IDP Research · 01 · Fertility and the Future of the Family

Where Is Reproductive Time Going? A new analysis of young people’s life-course transitions in Slovenia and Europe

Europeans are not losing their desire to have a family. Yet the sequence of life-course transitions — education, employment, independence and partnership — is becoming longer with each decade, narrowing the time available for family formation. Slovenian data, however, reveal a strikingly different pattern from the rest of Europe.

Research author
Aleksandar Uglješić
President and Director of IDP
Research series
Fertility and the Future of the Family
Publication type
IDP Analysis · Version 1.0
Published
July 2026
0,3years
IPG Slovenia
gap between leaving the parental home and the first child
7,1years
IPG Sweden
a gap 23 times longer than in Slovenia
+115%
House prices in Slovenia
2015–2025 · EU-27 average: +62 %
1,52
TFR Slovenia 2024
EU-27 average: 1,34

IDP life-course transition model

Rather than treating the birth of a first child as an isolated event, IDP proposes a full transition model spanning education through to the third child. Cross-country differences do not lie where they are most often sought.

Figure 1 · Life-course transition model
IDP life-course transition model: šolanje, zaposlitev, finančna samostojnost, odselitev, partnerstvo, prvi, drugi, tretji otrok
Source: IDP conceptual model based on an analysis of Eurostat data (2026).

The key cross-country difference is not the age at first birth, which varies by less than three years, but the number of years people spend as independent adults before becoming parents — a range more than twenty times wider.

Source material
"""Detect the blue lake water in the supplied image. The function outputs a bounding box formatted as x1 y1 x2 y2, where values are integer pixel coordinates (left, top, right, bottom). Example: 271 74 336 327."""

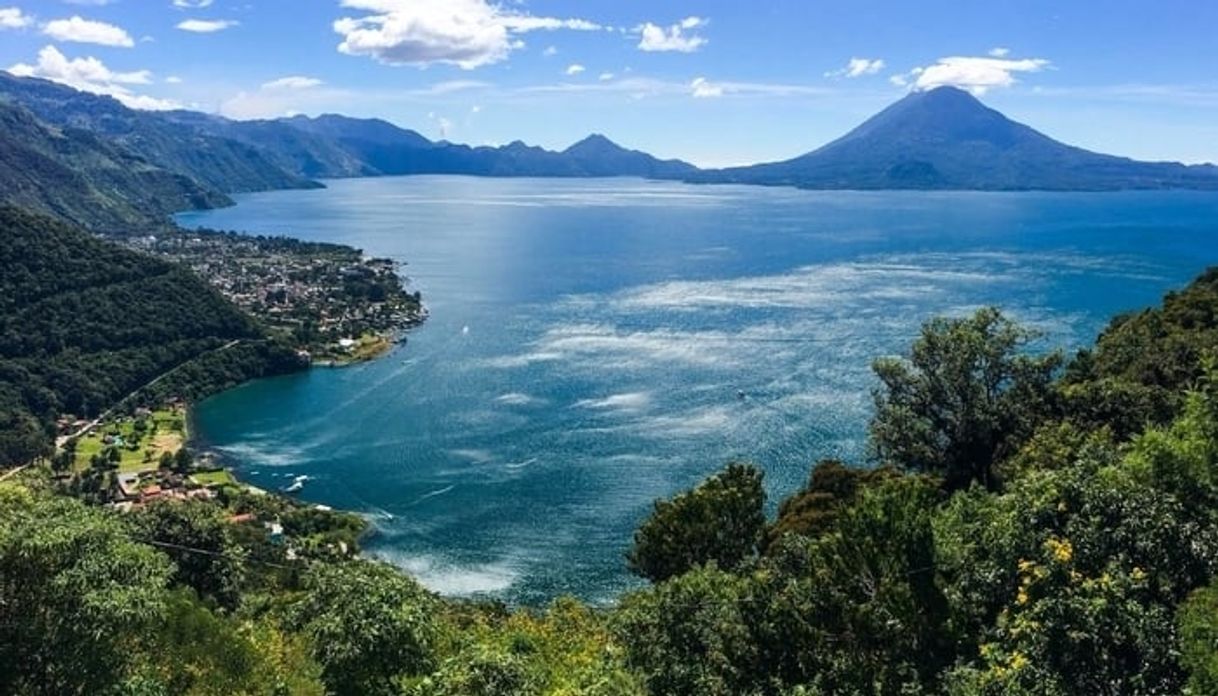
179 177 1218 603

Stated task
From the fertility analysis above, reproduce word for word the passage that opens with the words containing "The key cross-country" and closes with "twenty times wider.".

Output
The key cross-country difference is not the age at first birth, which varies by less than three years, but the number of years people spend as independent adults before becoming parents — a range more than twenty times wider.